EXERCISE
"box: [258, 230, 327, 274]" appears in one line; retype that line and all lines following it through the end of the records, with nothing left out or added.

MATERIAL FOR THIS EXERCISE
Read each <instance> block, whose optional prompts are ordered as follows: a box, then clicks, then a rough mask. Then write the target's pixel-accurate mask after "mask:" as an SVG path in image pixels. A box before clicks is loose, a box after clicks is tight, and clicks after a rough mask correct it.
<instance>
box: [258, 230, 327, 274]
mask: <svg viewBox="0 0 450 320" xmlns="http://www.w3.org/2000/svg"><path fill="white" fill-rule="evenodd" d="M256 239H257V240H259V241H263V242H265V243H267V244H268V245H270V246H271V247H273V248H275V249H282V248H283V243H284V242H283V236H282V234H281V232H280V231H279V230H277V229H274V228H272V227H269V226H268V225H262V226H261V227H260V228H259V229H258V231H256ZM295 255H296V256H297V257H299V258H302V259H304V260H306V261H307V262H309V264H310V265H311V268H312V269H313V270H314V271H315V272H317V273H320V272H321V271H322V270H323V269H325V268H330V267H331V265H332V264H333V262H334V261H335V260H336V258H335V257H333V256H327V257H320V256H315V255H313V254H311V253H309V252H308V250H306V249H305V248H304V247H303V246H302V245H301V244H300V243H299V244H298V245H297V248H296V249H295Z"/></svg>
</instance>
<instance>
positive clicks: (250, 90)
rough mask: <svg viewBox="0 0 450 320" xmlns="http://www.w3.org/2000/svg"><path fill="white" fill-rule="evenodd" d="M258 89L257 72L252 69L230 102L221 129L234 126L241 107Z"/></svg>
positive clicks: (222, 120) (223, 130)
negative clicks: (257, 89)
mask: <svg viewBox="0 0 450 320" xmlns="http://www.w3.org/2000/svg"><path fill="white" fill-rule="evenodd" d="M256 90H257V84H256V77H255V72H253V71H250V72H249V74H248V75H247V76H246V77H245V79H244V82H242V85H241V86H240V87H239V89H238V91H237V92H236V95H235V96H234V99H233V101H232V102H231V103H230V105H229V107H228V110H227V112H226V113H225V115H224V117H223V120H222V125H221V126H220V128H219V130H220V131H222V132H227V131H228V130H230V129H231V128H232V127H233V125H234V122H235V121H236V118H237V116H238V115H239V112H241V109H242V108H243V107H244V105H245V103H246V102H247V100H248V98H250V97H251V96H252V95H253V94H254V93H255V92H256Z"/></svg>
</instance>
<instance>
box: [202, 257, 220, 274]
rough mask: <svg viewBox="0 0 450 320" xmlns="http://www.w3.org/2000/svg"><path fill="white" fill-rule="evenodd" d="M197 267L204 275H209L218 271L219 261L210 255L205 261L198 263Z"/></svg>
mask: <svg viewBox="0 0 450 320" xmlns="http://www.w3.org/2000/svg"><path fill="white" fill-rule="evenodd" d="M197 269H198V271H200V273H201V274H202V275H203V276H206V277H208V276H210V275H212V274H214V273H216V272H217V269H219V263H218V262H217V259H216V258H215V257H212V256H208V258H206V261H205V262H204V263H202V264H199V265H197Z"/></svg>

TASK SOLUTION
box: [258, 230, 327, 274]
mask: <svg viewBox="0 0 450 320" xmlns="http://www.w3.org/2000/svg"><path fill="white" fill-rule="evenodd" d="M256 239H257V240H259V241H263V242H265V243H267V244H268V245H270V246H271V247H273V248H275V249H282V248H283V243H284V242H283V236H282V234H281V232H280V231H279V230H277V229H274V228H272V227H269V226H268V225H262V226H261V227H260V228H259V229H258V231H256ZM295 255H296V256H297V257H299V258H302V259H304V260H306V261H307V262H309V264H310V265H311V268H312V269H313V270H314V271H315V272H317V273H320V272H321V271H322V270H323V269H325V268H330V267H331V265H332V264H333V262H334V261H335V260H336V258H335V257H333V256H327V257H320V256H315V255H313V254H311V253H309V252H308V250H306V249H305V248H304V247H303V246H302V245H301V244H300V243H299V244H298V245H297V248H296V249H295Z"/></svg>
</instance>
<instance>
positive clicks: (250, 90)
rough mask: <svg viewBox="0 0 450 320" xmlns="http://www.w3.org/2000/svg"><path fill="white" fill-rule="evenodd" d="M258 89L257 72L252 69L230 102L221 129L234 126L241 107Z"/></svg>
positive clicks: (222, 120) (223, 130)
negative clicks: (257, 89)
mask: <svg viewBox="0 0 450 320" xmlns="http://www.w3.org/2000/svg"><path fill="white" fill-rule="evenodd" d="M256 90H257V84H256V77H255V72H253V71H250V72H249V74H248V75H247V76H246V77H245V79H244V82H242V85H241V86H240V87H239V89H238V91H237V92H236V95H235V96H234V99H233V101H232V102H231V103H230V105H229V107H228V110H227V112H226V113H225V115H224V117H223V120H222V125H221V126H220V128H219V130H220V131H222V132H227V131H228V130H230V129H231V128H232V127H233V125H234V122H235V121H236V118H237V116H238V115H239V112H241V109H242V108H243V107H244V105H245V103H246V102H247V100H248V98H250V97H251V96H252V95H253V94H254V93H255V92H256Z"/></svg>
</instance>
<instance>
box: [202, 257, 220, 274]
rough mask: <svg viewBox="0 0 450 320" xmlns="http://www.w3.org/2000/svg"><path fill="white" fill-rule="evenodd" d="M197 267L204 275H209L218 271L219 261L210 255L205 261L198 263Z"/></svg>
mask: <svg viewBox="0 0 450 320" xmlns="http://www.w3.org/2000/svg"><path fill="white" fill-rule="evenodd" d="M197 269H198V271H200V273H201V274H202V275H203V276H206V277H208V276H210V275H212V274H214V273H216V272H217V269H219V263H218V262H217V259H216V258H215V257H212V256H208V258H206V261H205V262H204V263H202V264H199V265H197Z"/></svg>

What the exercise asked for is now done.